Part of a data file
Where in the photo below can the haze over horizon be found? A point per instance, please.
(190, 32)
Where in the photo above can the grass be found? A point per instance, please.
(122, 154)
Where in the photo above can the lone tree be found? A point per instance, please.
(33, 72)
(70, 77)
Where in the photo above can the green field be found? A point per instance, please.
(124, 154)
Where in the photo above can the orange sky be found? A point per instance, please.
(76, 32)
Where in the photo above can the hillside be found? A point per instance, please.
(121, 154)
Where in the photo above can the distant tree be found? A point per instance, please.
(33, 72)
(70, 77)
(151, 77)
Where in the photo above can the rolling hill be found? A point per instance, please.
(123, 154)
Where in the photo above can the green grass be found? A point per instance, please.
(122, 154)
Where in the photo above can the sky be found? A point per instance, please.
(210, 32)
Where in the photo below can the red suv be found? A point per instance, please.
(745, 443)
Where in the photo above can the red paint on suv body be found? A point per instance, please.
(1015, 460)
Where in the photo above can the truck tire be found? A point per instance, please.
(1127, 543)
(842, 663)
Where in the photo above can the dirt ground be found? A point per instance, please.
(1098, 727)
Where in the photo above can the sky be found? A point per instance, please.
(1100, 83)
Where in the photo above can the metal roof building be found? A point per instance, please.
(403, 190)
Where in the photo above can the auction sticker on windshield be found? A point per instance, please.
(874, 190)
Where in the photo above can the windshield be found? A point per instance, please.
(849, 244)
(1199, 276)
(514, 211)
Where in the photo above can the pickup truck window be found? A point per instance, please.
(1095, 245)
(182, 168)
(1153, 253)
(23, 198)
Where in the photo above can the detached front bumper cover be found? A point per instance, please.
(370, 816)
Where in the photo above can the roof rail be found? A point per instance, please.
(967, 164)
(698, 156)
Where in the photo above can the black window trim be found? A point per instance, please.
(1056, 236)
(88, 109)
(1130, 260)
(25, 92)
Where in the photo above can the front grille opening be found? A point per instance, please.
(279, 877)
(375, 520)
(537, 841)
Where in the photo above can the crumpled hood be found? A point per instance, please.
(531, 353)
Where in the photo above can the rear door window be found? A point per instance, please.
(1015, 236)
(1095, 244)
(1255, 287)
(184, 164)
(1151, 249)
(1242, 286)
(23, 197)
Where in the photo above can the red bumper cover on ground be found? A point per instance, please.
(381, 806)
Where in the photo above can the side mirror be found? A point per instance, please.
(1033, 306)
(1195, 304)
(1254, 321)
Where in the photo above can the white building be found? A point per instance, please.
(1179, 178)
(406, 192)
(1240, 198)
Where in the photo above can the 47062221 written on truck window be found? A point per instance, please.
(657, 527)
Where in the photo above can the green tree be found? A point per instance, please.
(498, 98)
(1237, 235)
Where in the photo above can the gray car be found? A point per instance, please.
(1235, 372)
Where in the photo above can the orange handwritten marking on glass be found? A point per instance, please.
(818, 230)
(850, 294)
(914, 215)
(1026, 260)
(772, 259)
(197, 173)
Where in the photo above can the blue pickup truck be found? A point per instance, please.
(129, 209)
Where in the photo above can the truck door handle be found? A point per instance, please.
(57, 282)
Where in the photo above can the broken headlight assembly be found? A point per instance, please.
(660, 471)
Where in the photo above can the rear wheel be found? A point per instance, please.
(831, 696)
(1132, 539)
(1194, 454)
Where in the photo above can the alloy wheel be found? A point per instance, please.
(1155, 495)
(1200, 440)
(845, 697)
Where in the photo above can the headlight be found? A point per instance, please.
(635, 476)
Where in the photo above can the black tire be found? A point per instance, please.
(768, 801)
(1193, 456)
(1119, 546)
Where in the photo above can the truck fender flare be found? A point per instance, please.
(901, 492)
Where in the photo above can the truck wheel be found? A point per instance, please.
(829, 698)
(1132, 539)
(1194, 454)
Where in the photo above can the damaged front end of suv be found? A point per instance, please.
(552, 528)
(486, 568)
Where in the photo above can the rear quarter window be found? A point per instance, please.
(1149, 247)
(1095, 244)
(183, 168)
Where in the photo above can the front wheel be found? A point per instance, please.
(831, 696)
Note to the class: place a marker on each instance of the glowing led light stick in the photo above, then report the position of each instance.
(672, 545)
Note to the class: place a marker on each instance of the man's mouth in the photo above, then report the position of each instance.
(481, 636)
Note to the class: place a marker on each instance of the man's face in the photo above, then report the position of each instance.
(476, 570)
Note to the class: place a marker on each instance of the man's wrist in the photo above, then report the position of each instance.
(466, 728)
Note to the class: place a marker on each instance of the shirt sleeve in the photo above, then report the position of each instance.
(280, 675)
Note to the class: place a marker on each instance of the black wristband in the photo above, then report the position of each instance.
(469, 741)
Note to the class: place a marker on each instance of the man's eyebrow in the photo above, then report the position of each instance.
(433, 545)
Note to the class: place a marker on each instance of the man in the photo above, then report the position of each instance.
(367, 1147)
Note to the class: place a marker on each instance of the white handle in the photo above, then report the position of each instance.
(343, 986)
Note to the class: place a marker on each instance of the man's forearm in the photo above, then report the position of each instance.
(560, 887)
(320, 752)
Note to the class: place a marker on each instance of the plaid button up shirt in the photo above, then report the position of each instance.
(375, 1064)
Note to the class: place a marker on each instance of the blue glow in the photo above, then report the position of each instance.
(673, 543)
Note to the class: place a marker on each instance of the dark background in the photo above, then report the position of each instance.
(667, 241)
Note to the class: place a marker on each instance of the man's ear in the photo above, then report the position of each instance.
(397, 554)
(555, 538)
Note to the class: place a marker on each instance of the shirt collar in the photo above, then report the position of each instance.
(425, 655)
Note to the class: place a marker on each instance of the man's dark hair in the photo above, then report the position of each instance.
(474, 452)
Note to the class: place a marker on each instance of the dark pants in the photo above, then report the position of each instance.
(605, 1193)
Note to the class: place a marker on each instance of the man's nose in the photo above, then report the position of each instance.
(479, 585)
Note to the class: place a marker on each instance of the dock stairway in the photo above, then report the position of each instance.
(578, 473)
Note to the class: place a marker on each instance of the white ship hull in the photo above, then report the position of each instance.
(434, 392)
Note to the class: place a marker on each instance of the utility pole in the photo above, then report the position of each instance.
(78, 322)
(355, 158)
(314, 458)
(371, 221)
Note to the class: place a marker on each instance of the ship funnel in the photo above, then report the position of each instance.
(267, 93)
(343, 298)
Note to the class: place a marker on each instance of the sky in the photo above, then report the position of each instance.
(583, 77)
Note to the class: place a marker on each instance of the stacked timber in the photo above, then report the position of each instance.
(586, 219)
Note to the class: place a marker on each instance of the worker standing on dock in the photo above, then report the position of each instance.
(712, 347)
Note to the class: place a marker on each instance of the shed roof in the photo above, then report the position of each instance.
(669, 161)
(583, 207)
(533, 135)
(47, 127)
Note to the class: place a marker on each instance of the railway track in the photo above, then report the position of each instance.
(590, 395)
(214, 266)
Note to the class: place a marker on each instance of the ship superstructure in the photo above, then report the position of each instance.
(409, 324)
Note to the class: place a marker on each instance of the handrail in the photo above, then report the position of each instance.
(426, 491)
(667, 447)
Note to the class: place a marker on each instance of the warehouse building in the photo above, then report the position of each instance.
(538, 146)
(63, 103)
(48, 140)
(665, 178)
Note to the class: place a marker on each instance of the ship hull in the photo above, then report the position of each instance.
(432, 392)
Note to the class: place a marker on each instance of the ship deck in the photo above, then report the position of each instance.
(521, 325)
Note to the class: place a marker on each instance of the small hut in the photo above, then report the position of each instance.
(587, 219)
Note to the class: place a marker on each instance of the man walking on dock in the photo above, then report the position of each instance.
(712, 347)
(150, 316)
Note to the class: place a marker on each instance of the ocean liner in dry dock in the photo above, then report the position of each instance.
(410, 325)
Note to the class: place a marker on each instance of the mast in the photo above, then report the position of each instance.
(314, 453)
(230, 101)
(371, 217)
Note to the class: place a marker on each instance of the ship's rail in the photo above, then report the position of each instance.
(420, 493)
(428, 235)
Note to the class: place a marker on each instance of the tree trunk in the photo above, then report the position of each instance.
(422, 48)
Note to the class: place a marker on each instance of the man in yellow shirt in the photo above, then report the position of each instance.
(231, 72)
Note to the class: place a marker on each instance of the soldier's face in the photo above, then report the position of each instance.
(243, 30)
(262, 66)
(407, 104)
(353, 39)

The task: Give back, unchanged, every line from the one with "of the railway" to the end of the entries above.

Output below:
Note to the class: place a marker on each instance of the railway track in the photo above, then report the position of each instance.
(590, 395)
(214, 266)
Note to the class: place a marker on each instance of the ship superstructure in the photo above, then report the position of each instance.
(409, 324)
Note to the class: place a marker on each instance of the handrail in the photo above, then report the position of each instance.
(426, 491)
(667, 447)
Note to the class: place a marker on each instance of the warehouse building in the photo above, then report the position of each instance.
(538, 146)
(63, 103)
(48, 140)
(665, 178)
Note to the class: place a marker on each instance of the ship hull in the photo above, then report the position of each instance.
(432, 392)
Note to the class: place a marker on each instance of the ship deck in the photo above, then report the position of each instance.
(521, 325)
Note to the class: place a marker on each instance of the small hut in the photo above, then report the position of each instance.
(587, 219)
Note to the class: place a marker on each instance of the man walking on dock in the photo above, then report the position of each instance.
(712, 347)
(150, 316)
Note to the class: place a marker on each instance of the ocean liner in dry dock in the photo above, then report the position of each instance.
(410, 325)
Note to the class: place a marker on each instance of the mast in the photo above, then report the position of each instance.
(314, 453)
(230, 101)
(371, 217)
Note to the class: place a marker on each instance of the ship's rail in the photo above, then report the position of each instance.
(420, 493)
(428, 235)
Note to the class: place a marker on each instance of the tree trunk in the photo above, then report the position of each instance.
(422, 48)
Note to the class: place a marker on each instance of the man in yellow shirt in the photo above, then report the position of each instance.
(231, 72)
Note to the class: place a marker on each instance of the soldier's face in the photo above, then report the position of each instance.
(243, 30)
(262, 66)
(407, 104)
(353, 39)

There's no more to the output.